Exercise requirements
- 1) In the report on COVID-19 testing at Madrid universities, at how many university campuses were young people asked to attend makeshift medical centers?
- 2) Pick up the report on COVID-19 testing at Madrid universities after its final sentence and continue it.

Text excerpt
******

MADRID (Reuters) – Health authorities in Madrid began mass testing hundreds of young people for COVID-19 at universities on Wednesday to detect asymptomatic carriers in one of the groups with the highest rates of transmission.
With the country in the grip of a third wave of infection, authorities called on young people to attend makeshift medical centres at nine university campuses to take a rapid antigen test.
Jesus Jimenez, 21, whose grandmother died of coronavirus in a nursing home, took a test at the Rey Juan Carlos University in Mostoles, a satellite town southwest of Madrid. “Everything is looking dark. I’m afraid I’ll find myself in the same situation as I was in the first and second waves,” he said, after receiving a negative result.

******

Provided material
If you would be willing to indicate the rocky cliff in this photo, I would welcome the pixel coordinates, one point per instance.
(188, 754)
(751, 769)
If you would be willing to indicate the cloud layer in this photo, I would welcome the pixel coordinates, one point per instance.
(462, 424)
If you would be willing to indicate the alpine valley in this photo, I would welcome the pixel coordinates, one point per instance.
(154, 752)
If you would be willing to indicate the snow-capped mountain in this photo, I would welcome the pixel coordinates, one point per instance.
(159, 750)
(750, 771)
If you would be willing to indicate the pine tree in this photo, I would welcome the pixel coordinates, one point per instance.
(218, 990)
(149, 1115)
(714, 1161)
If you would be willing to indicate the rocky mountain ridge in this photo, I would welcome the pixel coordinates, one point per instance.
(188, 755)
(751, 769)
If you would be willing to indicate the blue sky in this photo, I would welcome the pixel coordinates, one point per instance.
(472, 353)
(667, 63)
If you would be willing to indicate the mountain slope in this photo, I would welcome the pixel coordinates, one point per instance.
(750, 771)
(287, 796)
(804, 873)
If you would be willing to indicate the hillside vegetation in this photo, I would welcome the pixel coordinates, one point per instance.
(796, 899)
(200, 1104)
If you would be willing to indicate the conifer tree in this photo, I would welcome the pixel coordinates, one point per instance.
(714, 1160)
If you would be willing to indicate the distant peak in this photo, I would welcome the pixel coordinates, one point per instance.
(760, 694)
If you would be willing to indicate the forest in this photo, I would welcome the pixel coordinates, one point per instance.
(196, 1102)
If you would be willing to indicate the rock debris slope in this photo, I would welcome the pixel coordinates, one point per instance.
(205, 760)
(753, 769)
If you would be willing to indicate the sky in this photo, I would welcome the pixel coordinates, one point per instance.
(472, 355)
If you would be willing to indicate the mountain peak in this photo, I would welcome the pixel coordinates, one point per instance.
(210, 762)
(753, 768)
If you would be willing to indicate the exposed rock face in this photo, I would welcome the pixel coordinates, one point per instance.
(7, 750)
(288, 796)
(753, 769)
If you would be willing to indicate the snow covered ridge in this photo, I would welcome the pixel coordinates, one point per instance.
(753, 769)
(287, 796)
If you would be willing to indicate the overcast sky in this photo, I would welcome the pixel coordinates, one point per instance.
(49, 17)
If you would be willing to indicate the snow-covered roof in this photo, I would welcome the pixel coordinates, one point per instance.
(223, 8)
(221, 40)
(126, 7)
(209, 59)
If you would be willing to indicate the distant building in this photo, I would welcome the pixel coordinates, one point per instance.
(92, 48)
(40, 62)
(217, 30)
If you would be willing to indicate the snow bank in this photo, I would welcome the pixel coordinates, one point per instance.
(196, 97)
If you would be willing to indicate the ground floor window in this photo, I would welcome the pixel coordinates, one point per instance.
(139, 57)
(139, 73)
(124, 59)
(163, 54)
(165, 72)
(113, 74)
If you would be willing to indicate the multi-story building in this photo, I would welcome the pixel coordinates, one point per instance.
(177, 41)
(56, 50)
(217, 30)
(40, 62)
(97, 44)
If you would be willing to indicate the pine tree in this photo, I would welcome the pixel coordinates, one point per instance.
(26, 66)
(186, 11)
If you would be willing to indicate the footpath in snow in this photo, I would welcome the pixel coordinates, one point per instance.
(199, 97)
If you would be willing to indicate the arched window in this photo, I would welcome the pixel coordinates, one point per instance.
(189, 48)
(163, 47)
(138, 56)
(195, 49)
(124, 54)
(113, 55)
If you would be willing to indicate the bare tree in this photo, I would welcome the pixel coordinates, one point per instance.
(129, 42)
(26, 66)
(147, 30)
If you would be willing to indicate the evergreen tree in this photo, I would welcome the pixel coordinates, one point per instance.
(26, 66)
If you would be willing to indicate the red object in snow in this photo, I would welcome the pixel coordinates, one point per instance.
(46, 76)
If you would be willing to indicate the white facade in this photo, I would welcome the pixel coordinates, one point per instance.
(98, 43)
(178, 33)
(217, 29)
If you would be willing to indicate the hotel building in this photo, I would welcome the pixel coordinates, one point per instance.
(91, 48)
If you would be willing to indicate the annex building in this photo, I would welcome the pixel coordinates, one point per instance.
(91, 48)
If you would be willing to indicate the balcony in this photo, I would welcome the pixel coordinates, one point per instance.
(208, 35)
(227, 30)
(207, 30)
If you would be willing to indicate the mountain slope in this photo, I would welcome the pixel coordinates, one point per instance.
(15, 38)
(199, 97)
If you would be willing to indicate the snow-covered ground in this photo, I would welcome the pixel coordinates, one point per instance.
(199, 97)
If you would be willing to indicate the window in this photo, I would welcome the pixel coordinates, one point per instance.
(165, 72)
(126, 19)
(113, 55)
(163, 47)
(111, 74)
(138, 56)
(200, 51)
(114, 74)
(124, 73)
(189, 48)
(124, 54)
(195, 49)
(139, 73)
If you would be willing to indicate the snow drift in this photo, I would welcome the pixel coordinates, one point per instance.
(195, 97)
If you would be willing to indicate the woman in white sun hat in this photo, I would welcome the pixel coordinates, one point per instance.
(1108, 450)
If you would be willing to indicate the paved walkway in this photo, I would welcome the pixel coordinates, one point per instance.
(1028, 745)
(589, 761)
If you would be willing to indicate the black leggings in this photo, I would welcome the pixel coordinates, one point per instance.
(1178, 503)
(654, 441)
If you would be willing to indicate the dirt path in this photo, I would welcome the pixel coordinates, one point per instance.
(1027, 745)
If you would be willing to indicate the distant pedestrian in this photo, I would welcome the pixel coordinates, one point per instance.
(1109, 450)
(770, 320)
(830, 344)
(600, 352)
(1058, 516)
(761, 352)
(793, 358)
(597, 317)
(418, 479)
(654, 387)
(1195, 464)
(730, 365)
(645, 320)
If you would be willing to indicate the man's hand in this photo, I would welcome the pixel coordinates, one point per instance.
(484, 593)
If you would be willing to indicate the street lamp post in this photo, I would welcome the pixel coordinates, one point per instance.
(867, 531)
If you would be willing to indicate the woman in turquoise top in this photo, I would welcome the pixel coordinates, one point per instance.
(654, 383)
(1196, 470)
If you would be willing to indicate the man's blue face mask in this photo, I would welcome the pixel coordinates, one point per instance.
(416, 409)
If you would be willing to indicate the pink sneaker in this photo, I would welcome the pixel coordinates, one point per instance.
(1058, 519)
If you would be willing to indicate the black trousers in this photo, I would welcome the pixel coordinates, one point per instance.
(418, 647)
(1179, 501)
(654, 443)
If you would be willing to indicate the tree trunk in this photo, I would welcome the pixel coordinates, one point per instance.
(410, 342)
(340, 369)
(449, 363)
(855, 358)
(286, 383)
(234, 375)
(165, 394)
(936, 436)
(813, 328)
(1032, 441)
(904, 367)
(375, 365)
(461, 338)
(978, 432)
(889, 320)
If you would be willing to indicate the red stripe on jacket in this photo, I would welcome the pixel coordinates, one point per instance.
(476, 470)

******

Exercise responses
- 1) Nine university campuses.

- 2)
Jimenez called on young people to act responsibly to bring down infections but lamented the loss of close contact as a result of the pandemic.
“I miss sensations: the joy of going out in the street, being able to give a hug, being able to kiss, I miss relatives who are not with us anymore,” he said, urging young people to get vaccinated as soon as they can.
Spain’s nationwide incidence of the virus as measured over the past 14 days reached a new high of 736 cases per 100,000 people on Wednesday and hit 790 in Madrid. That figure rose to over 1,100 cases per 100,000 people between the ages of 15 and 24.